Given task A: List the operations that the passage on electronic textuality names as work computer users perform on data.
Given task B: In the passage on electronic textuality, rewrite the paragraph beginning "The linguistic or semiotic ‘object’" as a short bulleted list that keeps its main points.
Given task C: From the passage on electronic textuality, transcribe the part that opens with the words containing "The linguistic or" and closes with "still (unfortunately) relevant.".

Given passage:
········
As with procedural writing in general, the textuality of this electronic art may ‘thin out’ the complexities of reception or undercut the (constitutive) emphasis on active readership — on reading as much more than the sensation of being caught up in (or cannibalized by) an algorithm. Can we banish the author as a dictatorial pseudo-presence, without reducing the mode of reception to a minimalist/behaviorist schematics?, the coerced trip or grammar of a hidden code, a secret logic of citation & refiguration? Although textual space may get fixed or objectivized through the use of deductive systems or formalization, texts’ meanings do not magically acquire autonomy. Textuality does not operate ‘in itself’. Signification depends on readerly experience in time & space. And so, a timely electronic textuality may ask us to move beyond: not only the personalizing projections of conventional literature, but the reductive spectacles of artificially intelligent net art & the automatisms of prescriptively procedural coding; to let its space remain the staging ground for interactive trajectories of reading making sense. 

The linguistic or semiotic ‘object’ is a present tense ‘event’ activated by the reader, made into an active accomplice of textual meaning. This occurs by memory & association & by the game-like play of teasing out implications: qualities that reading shares with the work performed on data by computer users — searching, linking, exchanging, classifying, resizing. But why virtualize or automatize this already navigational space of reading according to a preprogrammed taproot? Why put all this elaborate audiovisual & shape-shifting & spatially remaneuvering apparatus in the service of a straitjacketed or passive reading style? Thinking about the computer’s interface & mode of address, the distinction between looking through or looking at, between the beholder’s immersion & the reader’s active use is still (unfortunately) relevant.

wpid-img_6808-2013-03-19-20-001.jpg
I’m struck by the recent arguments of Lev Manovich’s Language of New Media.2 He highlights the current trends in the cyberworld (& more so in its commercial precincts) toward reinstating a traditionally cinematic (or centrifugal) experience of immersion — of video playback, in psychology-centered & storytelling forms; a 3-D virtual simulation made from compositing, instead of the raw edits & exposed boundaries of the vectors of meaning created by montage. A montage aesthetic can give way in the face of a deceptive visual blend (or eye candy), a glorifying of seamless continuity & psychological captivation with an illusion of plausible depths. In the ‘fourth wall’ traditions of VR just as much as in sentimentalizing ‘scenic’ & imagistic literature, absorption is at the heart of fiction (& its fingerpuppet, ‘workshop poetry’). If we add, to this programmed calming & unshocking, the pre-set trajectory or assembly line of sequencing within an imaginary plane — (maybe even with digital immediacy fostering fantasies of relinquishing control) — we get something similar to those troubling social processes of interpellation, hailing, recruiting. As if the electronic media were ventriloquizing speech. And readers were its dummies. (Is the ghost in the machine the sum of its receded possibilities?)
········
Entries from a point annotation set

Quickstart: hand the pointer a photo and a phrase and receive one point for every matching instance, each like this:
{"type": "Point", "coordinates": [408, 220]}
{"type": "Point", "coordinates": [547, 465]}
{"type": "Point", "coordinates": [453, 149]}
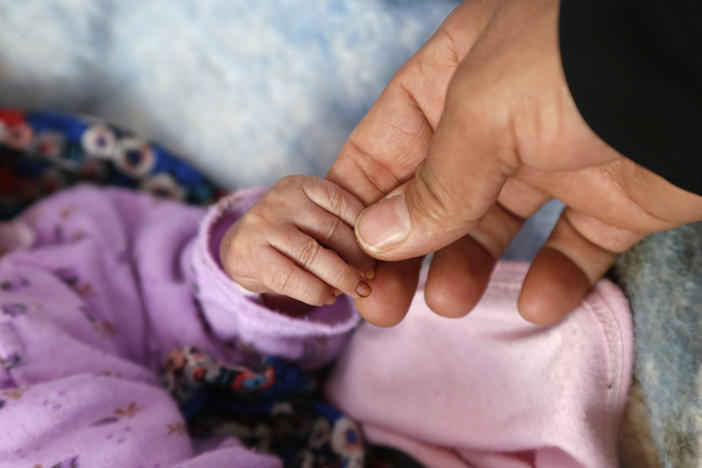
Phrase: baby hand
{"type": "Point", "coordinates": [298, 241]}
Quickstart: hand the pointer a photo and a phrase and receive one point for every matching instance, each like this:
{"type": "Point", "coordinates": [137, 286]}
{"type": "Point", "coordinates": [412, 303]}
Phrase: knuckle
{"type": "Point", "coordinates": [332, 229]}
{"type": "Point", "coordinates": [306, 251]}
{"type": "Point", "coordinates": [279, 279]}
{"type": "Point", "coordinates": [433, 201]}
{"type": "Point", "coordinates": [334, 199]}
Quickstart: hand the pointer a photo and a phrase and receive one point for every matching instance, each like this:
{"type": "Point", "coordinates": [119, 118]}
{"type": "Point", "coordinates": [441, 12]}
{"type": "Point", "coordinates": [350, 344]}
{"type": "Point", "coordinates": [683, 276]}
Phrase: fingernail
{"type": "Point", "coordinates": [363, 290]}
{"type": "Point", "coordinates": [384, 224]}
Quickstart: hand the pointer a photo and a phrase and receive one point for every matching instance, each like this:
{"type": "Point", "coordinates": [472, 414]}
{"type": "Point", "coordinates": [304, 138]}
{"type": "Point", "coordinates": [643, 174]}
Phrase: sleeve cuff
{"type": "Point", "coordinates": [237, 315]}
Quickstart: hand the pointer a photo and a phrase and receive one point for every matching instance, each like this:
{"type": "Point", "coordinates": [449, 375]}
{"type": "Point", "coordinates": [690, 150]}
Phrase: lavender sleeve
{"type": "Point", "coordinates": [96, 287]}
{"type": "Point", "coordinates": [240, 317]}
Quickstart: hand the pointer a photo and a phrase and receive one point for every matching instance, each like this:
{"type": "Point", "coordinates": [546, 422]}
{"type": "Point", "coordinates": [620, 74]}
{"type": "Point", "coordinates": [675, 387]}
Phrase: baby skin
{"type": "Point", "coordinates": [298, 242]}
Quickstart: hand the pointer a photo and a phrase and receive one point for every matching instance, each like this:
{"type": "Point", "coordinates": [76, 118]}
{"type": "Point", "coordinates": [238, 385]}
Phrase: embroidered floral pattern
{"type": "Point", "coordinates": [41, 152]}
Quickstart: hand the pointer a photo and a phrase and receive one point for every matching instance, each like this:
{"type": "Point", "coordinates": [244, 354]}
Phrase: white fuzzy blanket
{"type": "Point", "coordinates": [247, 90]}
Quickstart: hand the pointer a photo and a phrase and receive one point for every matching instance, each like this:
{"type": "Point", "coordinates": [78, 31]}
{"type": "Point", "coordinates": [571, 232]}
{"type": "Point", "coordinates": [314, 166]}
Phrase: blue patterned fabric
{"type": "Point", "coordinates": [41, 152]}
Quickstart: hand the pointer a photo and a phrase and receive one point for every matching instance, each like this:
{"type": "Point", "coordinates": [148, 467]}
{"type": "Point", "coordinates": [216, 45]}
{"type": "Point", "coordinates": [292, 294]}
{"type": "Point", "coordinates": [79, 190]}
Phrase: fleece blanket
{"type": "Point", "coordinates": [252, 91]}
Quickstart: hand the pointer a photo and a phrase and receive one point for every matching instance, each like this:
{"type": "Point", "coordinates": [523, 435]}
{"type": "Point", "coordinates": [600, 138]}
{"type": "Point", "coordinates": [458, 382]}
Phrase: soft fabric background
{"type": "Point", "coordinates": [251, 91]}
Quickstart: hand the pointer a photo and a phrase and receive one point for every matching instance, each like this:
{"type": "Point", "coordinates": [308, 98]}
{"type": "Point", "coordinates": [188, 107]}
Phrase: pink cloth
{"type": "Point", "coordinates": [98, 286]}
{"type": "Point", "coordinates": [96, 289]}
{"type": "Point", "coordinates": [489, 389]}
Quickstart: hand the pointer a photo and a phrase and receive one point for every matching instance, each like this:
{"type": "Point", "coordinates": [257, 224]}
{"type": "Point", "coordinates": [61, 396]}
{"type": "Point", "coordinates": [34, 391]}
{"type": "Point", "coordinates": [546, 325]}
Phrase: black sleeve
{"type": "Point", "coordinates": [634, 69]}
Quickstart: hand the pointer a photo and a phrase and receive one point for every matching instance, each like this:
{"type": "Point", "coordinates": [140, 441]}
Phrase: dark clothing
{"type": "Point", "coordinates": [635, 71]}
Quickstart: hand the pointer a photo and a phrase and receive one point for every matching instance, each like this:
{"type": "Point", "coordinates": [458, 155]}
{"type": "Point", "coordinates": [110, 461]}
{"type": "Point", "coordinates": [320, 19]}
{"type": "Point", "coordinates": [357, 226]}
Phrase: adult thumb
{"type": "Point", "coordinates": [452, 189]}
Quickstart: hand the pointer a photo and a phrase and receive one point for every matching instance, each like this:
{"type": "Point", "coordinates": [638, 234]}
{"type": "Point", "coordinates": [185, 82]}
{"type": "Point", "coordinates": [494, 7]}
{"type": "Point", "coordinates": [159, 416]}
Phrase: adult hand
{"type": "Point", "coordinates": [472, 135]}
········
Correct result A:
- searching
- linking
- exchanging
- classifying
- resizing

Correct result B:
- The reader activates the linguistic or semiotic "object" as a present-tense "event" and becomes an active accomplice of textual meaning.
- This happens through memory, association, and the game-like teasing out of implications. Reading shares these qualities with computer users' work on data: searching, linking, exchanging, classifying, resizing.
- The paragraph asks why this already navigational space of reading should be virtualized or automatized according to a preprogrammed taproot. It also asks why elaborate audiovisual, shape-shifting apparatus should serve a straitjacketed or passive reading style.
- For the computer's interface and mode of address, the distinction between looking through and looking at still matters. This is the distinction between the beholder's immersion and the reader's active use.

Correct result C:
The linguistic or semiotic ‘object’ is a present tense ‘event’ activated by the reader, made into an active accomplice of textual meaning. This occurs by memory & association & by the game-like play of teasing out implications: qualities that reading shares with the work performed on data by computer users — searching, linking, exchanging, classifying, resizing. But why virtualize or automatize this already navigational space of reading according to a preprogrammed taproot? Why put all this elaborate audiovisual & shape-shifting & spatially remaneuvering apparatus in the service of a straitjacketed or passive reading style? Thinking about the computer’s interface & mode of address, the distinction between looking through or looking at, between the beholder’s immersion & the reader’s active use is still (unfortunately) relevant.